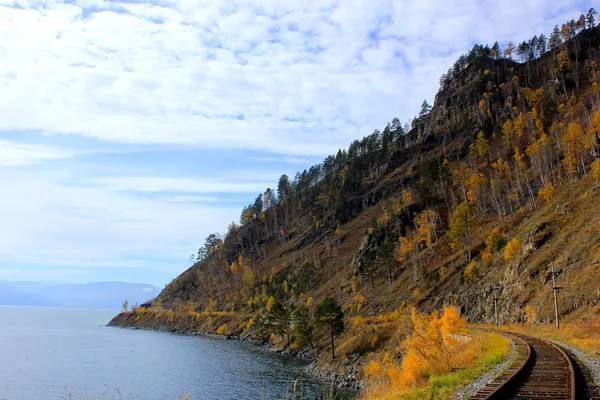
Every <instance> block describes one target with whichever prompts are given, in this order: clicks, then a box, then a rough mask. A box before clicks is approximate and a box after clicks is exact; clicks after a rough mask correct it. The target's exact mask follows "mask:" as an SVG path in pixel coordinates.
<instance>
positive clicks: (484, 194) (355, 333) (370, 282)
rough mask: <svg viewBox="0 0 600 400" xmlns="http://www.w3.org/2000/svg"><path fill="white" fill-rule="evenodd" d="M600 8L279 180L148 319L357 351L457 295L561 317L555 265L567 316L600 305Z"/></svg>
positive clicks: (488, 304) (530, 42) (512, 54)
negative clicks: (407, 320) (416, 316)
mask: <svg viewBox="0 0 600 400" xmlns="http://www.w3.org/2000/svg"><path fill="white" fill-rule="evenodd" d="M595 17H596V13H595V11H594V10H590V11H589V12H588V13H587V14H586V15H582V16H581V18H580V19H578V20H577V21H575V20H572V21H569V22H567V23H565V24H564V25H562V26H560V27H559V26H557V27H556V28H555V29H554V30H553V32H551V33H548V35H547V36H546V35H545V34H540V35H536V36H535V37H534V38H532V39H530V40H527V41H524V42H522V43H521V44H513V43H510V42H509V43H507V44H506V46H505V47H504V48H500V45H499V44H498V43H494V44H493V45H491V46H489V45H486V46H483V45H477V46H474V47H473V49H472V50H471V51H470V52H469V53H468V54H465V55H464V56H461V57H460V58H459V59H458V60H457V62H456V63H455V64H454V65H453V66H452V67H451V68H450V69H449V70H448V72H447V73H446V74H444V75H443V76H442V77H441V78H440V89H439V92H438V93H437V95H436V98H435V102H434V105H433V106H432V107H431V106H429V104H427V102H423V105H422V107H421V111H420V113H419V115H417V116H415V118H414V119H413V120H412V121H411V122H410V123H406V124H402V123H401V122H400V121H399V120H398V119H397V118H395V119H393V120H392V121H391V122H390V123H388V124H387V125H386V126H385V127H384V128H383V130H381V131H379V130H375V131H374V132H373V133H372V134H371V135H368V136H366V137H364V138H363V139H361V140H355V141H353V142H352V143H351V144H350V146H349V147H348V149H341V150H339V151H338V152H337V153H336V154H335V155H330V156H328V157H326V158H325V159H324V160H323V162H322V163H319V164H317V165H314V166H312V167H310V168H308V169H306V170H303V171H302V172H298V173H297V174H296V175H295V176H294V177H293V178H291V177H288V176H286V175H282V176H281V178H280V179H279V182H278V184H277V187H276V188H272V189H271V188H268V189H266V190H265V192H264V193H261V194H259V195H258V196H257V198H256V199H255V200H254V202H252V203H250V204H248V206H246V207H244V209H243V210H241V216H240V220H239V221H238V222H232V223H231V224H230V226H229V228H228V230H227V233H226V234H225V235H224V236H223V237H221V236H220V235H218V234H213V235H210V236H209V237H208V238H207V239H206V241H205V243H204V244H203V245H202V246H201V247H200V249H199V251H198V253H197V255H196V262H195V263H194V265H193V266H192V267H190V268H189V269H188V270H187V271H185V272H184V273H183V274H182V275H180V276H179V277H178V278H176V279H175V280H174V281H173V282H171V283H170V284H169V285H168V286H167V287H166V288H165V289H164V290H163V291H162V293H161V294H160V296H159V297H158V298H157V299H155V300H154V301H153V302H152V304H151V305H150V309H149V310H151V311H148V309H144V310H141V309H140V310H138V311H139V313H138V314H137V315H136V317H135V321H136V322H138V321H141V322H139V324H140V325H143V324H146V325H145V326H152V322H151V321H156V320H162V321H164V322H165V323H168V322H167V321H170V323H171V324H172V326H173V329H176V330H194V329H197V330H202V331H209V332H218V333H220V334H235V335H240V336H253V337H255V338H258V339H269V338H270V340H272V341H276V340H278V339H277V337H279V338H280V339H279V340H280V341H281V346H282V347H285V348H288V349H292V350H297V349H306V350H307V351H312V352H318V350H319V349H325V348H327V349H329V348H332V349H333V348H334V347H336V346H338V347H339V349H340V350H339V352H340V354H341V355H342V357H346V358H347V359H352V360H356V359H357V358H359V357H361V356H362V355H363V354H365V353H366V352H367V351H371V350H376V349H377V348H379V347H381V346H385V342H386V341H389V340H391V339H392V338H393V336H394V333H393V330H386V329H385V328H382V329H380V330H377V329H375V328H373V329H366V328H365V327H364V326H361V325H360V324H361V323H362V324H363V325H364V321H365V320H368V319H369V318H371V320H372V321H373V322H372V323H370V325H372V326H376V325H377V323H378V322H377V318H380V319H379V321H380V322H381V323H384V322H386V321H389V320H390V318H392V317H390V315H391V314H390V313H393V312H398V310H402V309H405V310H407V311H408V305H411V306H414V307H416V308H417V309H419V310H421V311H431V310H434V309H442V308H443V307H444V306H445V305H448V304H452V305H455V306H456V307H458V309H460V310H461V311H462V312H463V313H464V314H465V315H466V316H467V317H468V318H469V319H470V320H472V321H475V322H490V321H491V320H492V318H493V307H492V305H491V304H492V303H490V299H491V298H492V297H493V295H492V293H494V292H495V291H496V290H497V291H498V293H499V295H500V296H502V301H501V302H500V315H501V318H502V319H503V320H504V321H506V322H515V321H521V322H523V321H529V322H534V321H535V322H543V321H549V320H551V319H552V317H553V314H552V310H551V308H550V307H551V306H550V304H549V302H548V295H549V293H551V287H550V286H551V279H550V275H549V274H550V273H549V265H550V263H553V264H554V266H555V268H556V270H557V272H558V279H559V280H560V282H561V285H562V286H563V287H564V290H563V291H562V293H561V296H562V297H561V300H562V301H561V308H560V313H561V315H568V314H573V313H577V312H578V311H580V310H582V309H584V308H586V307H593V306H597V305H598V304H599V303H600V296H598V292H597V290H598V288H599V287H600V277H599V274H598V269H599V268H600V245H599V243H600V211H598V210H600V199H599V198H600V190H599V187H600V159H599V157H600V65H599V64H598V63H599V62H600V28H598V27H597V26H596V22H595ZM328 302H329V303H328ZM334 303H335V304H334ZM338 305H339V310H337V309H336V308H335V307H337V306H338ZM319 307H321V308H319ZM152 310H154V312H152ZM319 310H320V311H319ZM338 311H339V312H338ZM134 314H136V313H134ZM148 315H150V316H148ZM338 315H342V316H343V318H345V319H346V321H347V322H346V324H345V326H344V323H343V322H342V323H341V325H342V326H341V327H340V326H337V327H336V326H335V321H334V320H333V319H332V318H333V317H334V316H338ZM319 316H321V317H322V318H321V319H319V318H320V317H319ZM327 318H329V319H327ZM332 321H333V322H332ZM356 321H359V322H358V323H357V322H356ZM360 321H362V322H360ZM136 322H132V321H129V324H134V325H135V323H136ZM348 322H351V323H350V324H349V323H348ZM121 324H123V325H127V324H128V323H127V322H121ZM355 324H356V325H355ZM300 327H304V329H302V328H300ZM344 332H345V333H344ZM338 337H339V338H338ZM330 342H331V344H330ZM334 342H336V343H337V344H334ZM350 342H351V343H350Z"/></svg>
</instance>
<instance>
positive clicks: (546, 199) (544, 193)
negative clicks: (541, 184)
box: [538, 182, 554, 201]
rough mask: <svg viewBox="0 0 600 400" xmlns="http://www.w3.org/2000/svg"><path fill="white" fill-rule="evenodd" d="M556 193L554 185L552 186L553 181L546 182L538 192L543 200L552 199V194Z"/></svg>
mask: <svg viewBox="0 0 600 400" xmlns="http://www.w3.org/2000/svg"><path fill="white" fill-rule="evenodd" d="M553 194H554V186H552V182H548V183H546V184H545V185H544V186H542V187H541V188H540V190H539V192H538V196H539V198H540V199H542V200H546V201H548V200H550V199H552V195H553Z"/></svg>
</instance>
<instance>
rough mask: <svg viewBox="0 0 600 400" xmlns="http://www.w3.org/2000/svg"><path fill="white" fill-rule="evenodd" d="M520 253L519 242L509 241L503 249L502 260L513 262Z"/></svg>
mask: <svg viewBox="0 0 600 400" xmlns="http://www.w3.org/2000/svg"><path fill="white" fill-rule="evenodd" d="M520 252H521V242H520V241H519V239H517V238H513V239H511V241H510V242H508V244H507V245H506V247H505V248H504V259H505V260H506V261H512V260H514V259H515V258H516V257H517V255H519V253H520Z"/></svg>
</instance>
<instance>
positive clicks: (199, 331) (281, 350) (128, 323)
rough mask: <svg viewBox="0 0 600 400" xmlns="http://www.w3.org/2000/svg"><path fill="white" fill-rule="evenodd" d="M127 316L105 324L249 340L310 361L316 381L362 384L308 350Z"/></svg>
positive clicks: (176, 333) (238, 335)
mask: <svg viewBox="0 0 600 400" xmlns="http://www.w3.org/2000/svg"><path fill="white" fill-rule="evenodd" d="M128 317H129V315H126V314H123V313H121V314H118V315H117V316H115V317H114V318H113V319H112V320H111V321H110V322H109V323H108V324H106V326H107V327H111V328H120V329H137V330H144V331H154V332H165V333H172V334H175V335H182V336H199V337H205V338H210V339H218V340H239V341H242V342H250V343H254V344H256V345H258V346H260V347H261V348H262V350H263V351H267V352H271V353H275V354H281V355H284V356H289V357H295V358H299V359H301V360H304V361H309V362H310V363H309V364H308V365H306V366H305V367H304V368H303V370H304V371H305V373H306V374H308V375H310V376H311V377H313V378H315V379H316V380H318V381H322V382H324V383H326V384H331V385H333V386H335V387H336V388H345V389H348V390H353V391H354V390H355V391H358V390H359V389H360V388H361V387H362V385H363V382H362V380H360V379H358V376H357V371H356V369H355V368H352V369H351V371H350V372H339V371H335V370H332V369H331V368H328V367H327V366H323V365H319V364H317V362H316V360H315V359H314V358H313V357H312V356H310V354H309V352H308V351H305V350H302V349H299V350H295V351H290V350H289V349H287V348H281V347H276V346H273V345H271V344H269V343H265V342H262V341H259V340H255V339H252V338H251V337H250V335H249V334H246V335H242V336H240V335H233V334H229V335H219V334H216V333H208V332H202V331H196V330H186V329H183V330H182V329H177V328H175V327H173V326H169V325H168V324H165V323H164V322H160V321H157V320H153V321H152V322H153V323H152V324H148V323H147V321H146V322H144V323H142V324H138V322H139V321H135V320H134V321H131V318H128Z"/></svg>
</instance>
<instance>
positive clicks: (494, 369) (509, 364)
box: [449, 340, 517, 400]
mask: <svg viewBox="0 0 600 400" xmlns="http://www.w3.org/2000/svg"><path fill="white" fill-rule="evenodd" d="M516 357H517V349H516V346H515V344H514V343H513V342H512V340H511V342H510V352H509V353H508V357H506V359H505V360H504V361H502V362H501V363H499V364H498V365H496V366H495V367H494V368H492V369H491V370H490V371H488V372H486V373H485V374H483V375H481V376H480V377H479V378H477V379H475V380H474V381H473V382H471V383H469V384H468V385H466V386H463V387H461V388H459V389H458V390H456V392H454V395H453V396H452V397H449V399H451V400H463V399H467V398H469V397H470V396H472V395H474V394H475V393H477V391H478V390H479V389H481V388H482V387H484V386H486V385H487V384H488V383H492V382H493V381H494V379H496V378H497V377H498V375H500V374H501V373H502V372H503V371H504V370H505V369H506V368H508V367H509V366H510V365H511V364H512V363H513V361H514V360H515V358H516Z"/></svg>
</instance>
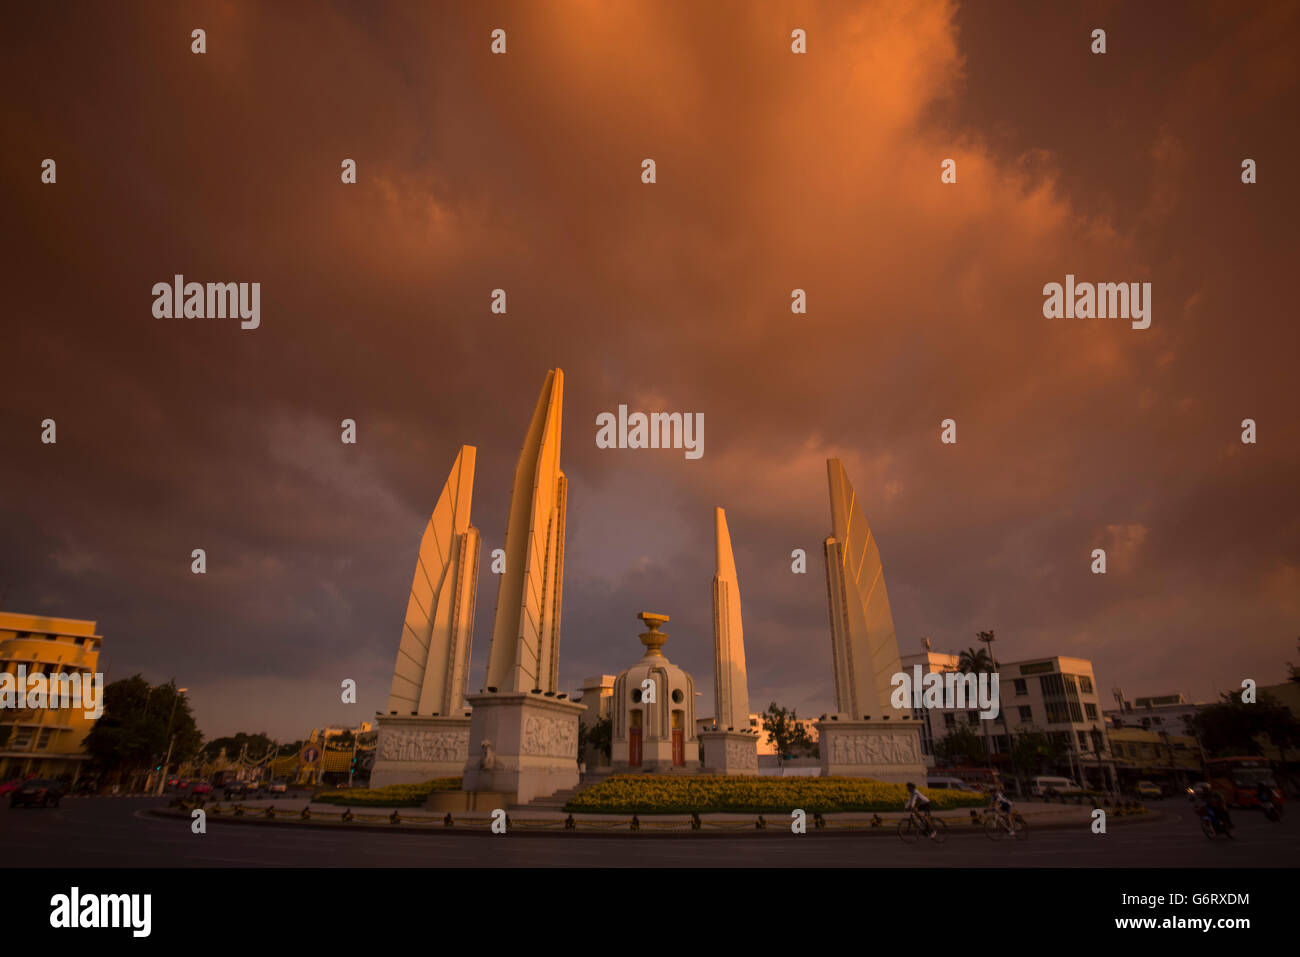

▬▬▬▬▬▬

§ **What you are asked to do**
Put every line from the start of the records through the line holding "positive clicks: (488, 304)", inclusive, into a numbered list, leaving out blank lines and pictures.

§ **Solution**
1. Every <instance> block describes one target with whichever prompts are given, in this order: clicks, then a box, then a rough mask. A box before clicks is approximate and a box after clicks is exact; clicks after a rough mask correct it. The target's exact mask follows "mask:" as an SVG path in pixel coordinates.
2. <instance>
3. positive clicks: (484, 194) (355, 333) (370, 282)
4. rough mask: <svg viewBox="0 0 600 400" xmlns="http://www.w3.org/2000/svg"><path fill="white" fill-rule="evenodd" d="M600 8L279 180L148 319L357 351L457 295L561 317L555 265L567 316L600 305Z"/></svg>
5. positive clicks: (488, 304) (530, 42) (512, 54)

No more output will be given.